---- Excerpted records

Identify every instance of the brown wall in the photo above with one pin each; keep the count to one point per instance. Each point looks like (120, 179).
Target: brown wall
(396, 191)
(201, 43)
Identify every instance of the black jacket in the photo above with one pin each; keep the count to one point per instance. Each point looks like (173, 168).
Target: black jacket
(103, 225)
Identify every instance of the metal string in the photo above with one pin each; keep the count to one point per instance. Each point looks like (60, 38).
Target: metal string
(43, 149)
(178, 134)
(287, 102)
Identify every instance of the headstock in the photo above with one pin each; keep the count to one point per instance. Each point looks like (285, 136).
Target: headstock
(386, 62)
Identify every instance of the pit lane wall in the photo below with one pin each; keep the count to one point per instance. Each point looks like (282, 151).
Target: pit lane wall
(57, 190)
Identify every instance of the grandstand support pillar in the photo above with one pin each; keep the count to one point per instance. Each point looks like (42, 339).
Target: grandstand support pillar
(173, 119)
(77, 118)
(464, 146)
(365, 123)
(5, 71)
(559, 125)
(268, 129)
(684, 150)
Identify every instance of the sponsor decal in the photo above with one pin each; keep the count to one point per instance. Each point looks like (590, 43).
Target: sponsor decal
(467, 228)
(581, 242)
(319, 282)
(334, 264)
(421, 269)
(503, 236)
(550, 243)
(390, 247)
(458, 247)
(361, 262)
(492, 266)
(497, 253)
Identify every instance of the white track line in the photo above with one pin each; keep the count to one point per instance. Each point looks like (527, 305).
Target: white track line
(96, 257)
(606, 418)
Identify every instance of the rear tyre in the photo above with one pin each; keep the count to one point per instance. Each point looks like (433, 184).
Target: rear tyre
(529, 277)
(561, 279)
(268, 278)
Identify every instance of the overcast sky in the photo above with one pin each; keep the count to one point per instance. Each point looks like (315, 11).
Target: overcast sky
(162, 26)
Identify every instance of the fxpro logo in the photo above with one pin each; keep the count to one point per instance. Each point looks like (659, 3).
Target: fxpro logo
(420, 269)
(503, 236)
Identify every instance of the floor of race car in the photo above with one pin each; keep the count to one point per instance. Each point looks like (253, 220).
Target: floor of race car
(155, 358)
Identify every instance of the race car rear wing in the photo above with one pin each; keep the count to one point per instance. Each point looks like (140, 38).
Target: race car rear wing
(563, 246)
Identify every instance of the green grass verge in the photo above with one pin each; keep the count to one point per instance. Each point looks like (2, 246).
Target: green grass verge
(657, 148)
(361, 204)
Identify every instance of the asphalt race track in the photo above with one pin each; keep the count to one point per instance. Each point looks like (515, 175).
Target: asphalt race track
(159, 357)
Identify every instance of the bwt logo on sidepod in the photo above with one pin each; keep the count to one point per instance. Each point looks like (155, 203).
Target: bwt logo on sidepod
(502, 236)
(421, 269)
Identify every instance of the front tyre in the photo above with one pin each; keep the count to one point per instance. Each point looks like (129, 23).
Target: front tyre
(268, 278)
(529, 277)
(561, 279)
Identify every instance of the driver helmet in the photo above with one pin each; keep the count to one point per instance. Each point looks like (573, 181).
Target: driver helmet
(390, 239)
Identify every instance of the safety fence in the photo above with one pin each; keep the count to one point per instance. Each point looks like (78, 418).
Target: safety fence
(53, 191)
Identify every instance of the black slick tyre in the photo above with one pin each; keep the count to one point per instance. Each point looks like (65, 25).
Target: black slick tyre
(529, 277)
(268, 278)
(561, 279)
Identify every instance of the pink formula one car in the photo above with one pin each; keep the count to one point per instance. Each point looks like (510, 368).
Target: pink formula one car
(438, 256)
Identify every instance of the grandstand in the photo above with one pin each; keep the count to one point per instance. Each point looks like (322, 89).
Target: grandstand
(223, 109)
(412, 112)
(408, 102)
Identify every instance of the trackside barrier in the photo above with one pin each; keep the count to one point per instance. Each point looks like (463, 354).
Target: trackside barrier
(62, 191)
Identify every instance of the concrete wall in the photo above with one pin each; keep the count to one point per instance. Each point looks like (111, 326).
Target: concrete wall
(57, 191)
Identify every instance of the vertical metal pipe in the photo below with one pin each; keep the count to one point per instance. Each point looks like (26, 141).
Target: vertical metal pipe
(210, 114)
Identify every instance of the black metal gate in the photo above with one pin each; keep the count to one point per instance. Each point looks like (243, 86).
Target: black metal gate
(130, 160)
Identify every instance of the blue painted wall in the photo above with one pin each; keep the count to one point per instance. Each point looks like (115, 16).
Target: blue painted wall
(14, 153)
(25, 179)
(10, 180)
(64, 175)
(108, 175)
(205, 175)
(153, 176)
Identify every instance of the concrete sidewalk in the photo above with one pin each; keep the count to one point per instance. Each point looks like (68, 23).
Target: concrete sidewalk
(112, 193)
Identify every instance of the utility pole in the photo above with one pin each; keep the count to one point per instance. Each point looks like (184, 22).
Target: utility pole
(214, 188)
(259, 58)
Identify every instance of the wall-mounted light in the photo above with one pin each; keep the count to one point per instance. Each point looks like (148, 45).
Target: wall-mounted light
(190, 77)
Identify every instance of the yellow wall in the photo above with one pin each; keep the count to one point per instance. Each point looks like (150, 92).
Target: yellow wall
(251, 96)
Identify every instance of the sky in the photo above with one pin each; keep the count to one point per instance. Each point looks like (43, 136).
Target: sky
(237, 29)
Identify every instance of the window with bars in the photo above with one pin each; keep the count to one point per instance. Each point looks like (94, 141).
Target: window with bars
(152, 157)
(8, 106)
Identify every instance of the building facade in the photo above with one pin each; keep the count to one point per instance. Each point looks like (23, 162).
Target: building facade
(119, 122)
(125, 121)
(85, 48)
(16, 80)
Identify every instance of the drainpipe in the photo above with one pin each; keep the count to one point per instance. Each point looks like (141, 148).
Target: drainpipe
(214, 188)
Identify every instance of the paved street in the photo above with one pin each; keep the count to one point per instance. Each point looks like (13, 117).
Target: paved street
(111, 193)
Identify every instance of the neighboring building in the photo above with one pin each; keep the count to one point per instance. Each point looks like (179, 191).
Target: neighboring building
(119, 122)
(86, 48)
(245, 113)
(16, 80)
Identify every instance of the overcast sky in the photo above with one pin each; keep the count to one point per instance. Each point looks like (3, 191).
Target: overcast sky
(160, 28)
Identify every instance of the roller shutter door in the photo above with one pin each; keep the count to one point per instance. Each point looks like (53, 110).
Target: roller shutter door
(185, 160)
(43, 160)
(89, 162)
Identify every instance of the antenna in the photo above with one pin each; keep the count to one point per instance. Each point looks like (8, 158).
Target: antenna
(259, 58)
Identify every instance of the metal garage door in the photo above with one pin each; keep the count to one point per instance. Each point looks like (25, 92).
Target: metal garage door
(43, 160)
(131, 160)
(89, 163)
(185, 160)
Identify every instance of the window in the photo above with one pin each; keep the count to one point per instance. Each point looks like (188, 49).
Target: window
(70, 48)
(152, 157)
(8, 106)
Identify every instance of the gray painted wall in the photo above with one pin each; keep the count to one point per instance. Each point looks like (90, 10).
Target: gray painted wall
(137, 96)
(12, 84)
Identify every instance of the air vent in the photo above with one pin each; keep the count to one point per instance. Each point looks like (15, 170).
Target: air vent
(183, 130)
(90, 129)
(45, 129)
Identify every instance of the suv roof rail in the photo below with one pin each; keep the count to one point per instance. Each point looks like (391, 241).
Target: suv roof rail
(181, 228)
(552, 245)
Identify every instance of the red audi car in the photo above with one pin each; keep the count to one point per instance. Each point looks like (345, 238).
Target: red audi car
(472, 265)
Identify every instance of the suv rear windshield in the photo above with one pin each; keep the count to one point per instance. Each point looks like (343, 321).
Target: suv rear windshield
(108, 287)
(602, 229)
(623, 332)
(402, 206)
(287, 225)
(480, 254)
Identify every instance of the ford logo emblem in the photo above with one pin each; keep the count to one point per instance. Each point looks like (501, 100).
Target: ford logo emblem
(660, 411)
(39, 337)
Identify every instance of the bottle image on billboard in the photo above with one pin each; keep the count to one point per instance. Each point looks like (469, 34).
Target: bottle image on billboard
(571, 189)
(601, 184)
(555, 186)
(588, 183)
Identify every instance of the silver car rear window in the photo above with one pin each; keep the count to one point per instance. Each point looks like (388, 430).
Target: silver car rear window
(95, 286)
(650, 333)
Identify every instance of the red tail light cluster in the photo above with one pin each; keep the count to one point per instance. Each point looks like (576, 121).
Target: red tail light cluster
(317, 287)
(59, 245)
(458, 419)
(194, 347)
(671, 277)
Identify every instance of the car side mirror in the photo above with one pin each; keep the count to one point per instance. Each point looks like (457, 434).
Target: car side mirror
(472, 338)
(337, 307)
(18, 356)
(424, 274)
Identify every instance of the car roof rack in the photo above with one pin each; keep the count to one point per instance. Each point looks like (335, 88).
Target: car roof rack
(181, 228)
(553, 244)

--------

Everything from the line containing "Identify every instance of the red tail" through the last line of the records must be given again exactly; leave out all other lines.

Identify every instance of the red tail light cluster in the photo above with one pin each; keep the count to one point per instance. Each point looks like (576, 121).
Target: red tail light cluster
(317, 287)
(59, 245)
(458, 419)
(194, 347)
(671, 277)
Identify every instance of the car side mirror in the photo above with one pin each; keep the count to one point per instance. Each point looks like (457, 434).
Target: car side mirror
(472, 338)
(337, 307)
(18, 356)
(424, 274)
Identify every instance of the car roof rack in the photo above with one pin each; keep the count to one point per instance. Each point looks like (335, 88).
Target: car roof rack
(181, 228)
(553, 244)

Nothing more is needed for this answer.